#### Input for this task

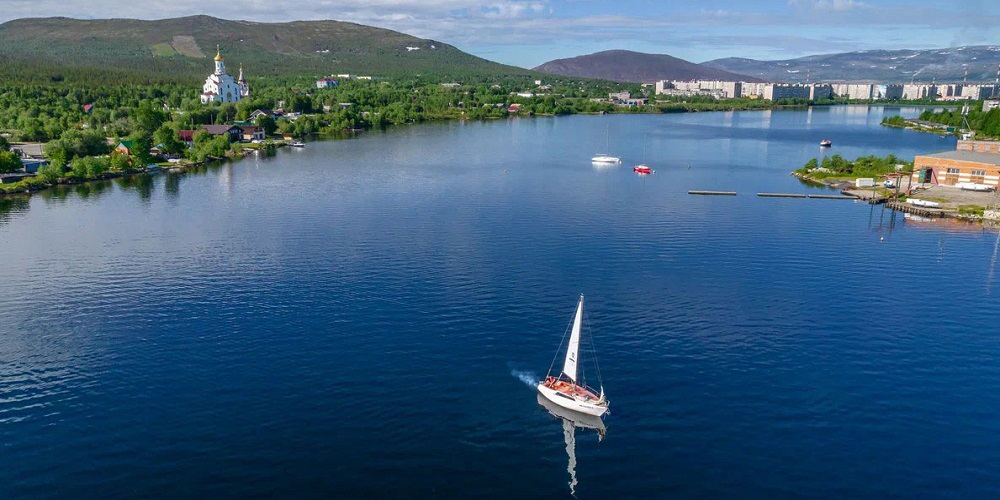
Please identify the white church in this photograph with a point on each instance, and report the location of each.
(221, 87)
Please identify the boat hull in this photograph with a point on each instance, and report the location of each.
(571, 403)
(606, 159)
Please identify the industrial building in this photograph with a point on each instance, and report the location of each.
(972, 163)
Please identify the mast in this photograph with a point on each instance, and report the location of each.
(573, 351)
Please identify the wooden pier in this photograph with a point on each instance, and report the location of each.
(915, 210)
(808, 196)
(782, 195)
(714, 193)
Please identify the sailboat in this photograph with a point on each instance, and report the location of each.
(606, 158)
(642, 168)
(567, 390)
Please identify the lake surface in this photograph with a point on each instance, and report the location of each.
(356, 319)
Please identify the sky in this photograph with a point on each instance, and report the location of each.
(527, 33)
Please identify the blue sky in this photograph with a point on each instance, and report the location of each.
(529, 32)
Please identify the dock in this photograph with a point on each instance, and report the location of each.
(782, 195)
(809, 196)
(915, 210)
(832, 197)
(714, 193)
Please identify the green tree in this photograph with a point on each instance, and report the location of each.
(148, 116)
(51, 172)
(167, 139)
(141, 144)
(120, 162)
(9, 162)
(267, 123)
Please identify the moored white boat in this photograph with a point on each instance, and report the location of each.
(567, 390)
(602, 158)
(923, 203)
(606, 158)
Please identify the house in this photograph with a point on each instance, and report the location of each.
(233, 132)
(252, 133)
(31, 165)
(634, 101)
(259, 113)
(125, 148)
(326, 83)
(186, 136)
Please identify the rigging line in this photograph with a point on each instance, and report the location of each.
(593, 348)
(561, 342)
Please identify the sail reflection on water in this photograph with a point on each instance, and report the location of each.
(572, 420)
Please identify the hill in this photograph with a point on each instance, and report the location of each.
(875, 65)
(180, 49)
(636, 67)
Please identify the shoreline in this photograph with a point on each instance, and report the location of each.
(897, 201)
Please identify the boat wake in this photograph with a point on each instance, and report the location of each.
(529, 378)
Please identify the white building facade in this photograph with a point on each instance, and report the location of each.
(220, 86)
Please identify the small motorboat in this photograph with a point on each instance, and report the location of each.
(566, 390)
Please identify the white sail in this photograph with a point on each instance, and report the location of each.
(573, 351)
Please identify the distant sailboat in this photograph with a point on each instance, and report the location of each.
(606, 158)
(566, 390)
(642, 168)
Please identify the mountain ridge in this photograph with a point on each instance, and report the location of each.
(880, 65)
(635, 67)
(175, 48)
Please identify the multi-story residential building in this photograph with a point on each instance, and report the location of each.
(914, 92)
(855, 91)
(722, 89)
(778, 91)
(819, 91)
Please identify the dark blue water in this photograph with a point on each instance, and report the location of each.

########

• [Task statement]
Keep the pictures out of your copy, and repeat every entry above exactly.

• [Finished task]
Please identify the white church in this photograph with a point on each instance, and report the location of each.
(221, 87)
Please identify the boat hull in this photograph with a point on each instance, and report the location of each.
(571, 403)
(606, 159)
Please identify the industrial building in this photograph with a point on each instance, and report the location of each.
(972, 163)
Please identify the mast in this photograph with a point on each instance, and report the location of each.
(573, 351)
Please identify the wooden pier in this photograph with a point on each instance, and report the location of each.
(915, 210)
(808, 196)
(782, 195)
(714, 193)
Please identify the sailboat in this photograph with a point on each instance, and report the location of each.
(606, 158)
(642, 168)
(567, 390)
Please identify the lake surface in this photograph with a point on each instance, and report the location of each.
(356, 319)
Please identify the sky in this photograph with a point on each instance, and report the location of each.
(527, 33)
Please identify the blue sky in this photograph with a point on each instance, and report the location of each.
(529, 32)
Please identify the dock in this photograph with a point on each instance, and report the location of each.
(782, 195)
(809, 196)
(915, 210)
(832, 197)
(714, 193)
Please identify the green tree in this photograph with a point on each instance, and report the location of each.
(148, 116)
(51, 172)
(167, 139)
(141, 144)
(120, 162)
(9, 162)
(267, 123)
Please identify the moored white boat in this photograph with a point on each instance, and report the location of each.
(567, 390)
(602, 158)
(923, 203)
(606, 158)
Please identify the house in this photograph with a point on each instance, and report the location of each.
(233, 132)
(252, 133)
(31, 165)
(634, 101)
(259, 113)
(125, 148)
(326, 83)
(186, 136)
Please identify the rigging line in this photograph with a point on each instance, and report the location of each.
(593, 348)
(561, 342)
Please identify the sail reflection on water in this photograph with a point on each instance, and report the location of each.
(572, 420)
Please identify the hill in this photograph with a point on each instance, and report the location of each.
(875, 65)
(180, 49)
(636, 67)
Please identify the shoreline in this photograph with a point on each instance, and report the location of each.
(897, 201)
Please identify the boat wake in this photograph with a point on each instance, and report the location of each.
(529, 378)
Please identify the white building facade in this photograph with a point on each instance, and report the location of each.
(220, 86)
Please identify the small motorboat in this photograph with a point on each instance, and report the location of each.
(566, 390)
Please identify the white sail in this photograph with a point on each instance, and report the location of each.
(573, 351)
Please identify the distant sailboat in this photograph with a point on each instance, and report the location of each.
(606, 158)
(566, 390)
(642, 168)
Please identify the mountain ridge in this photograph with a point on each instance, and report the location of each.
(880, 65)
(635, 67)
(175, 48)
Please identify the multi-story residential building in this photograph with a point on each instance, and report the location of each.
(914, 92)
(855, 91)
(722, 89)
(778, 91)
(819, 91)
Please identify the dark blue water in this photograph with a point on each instance, and report the location of each.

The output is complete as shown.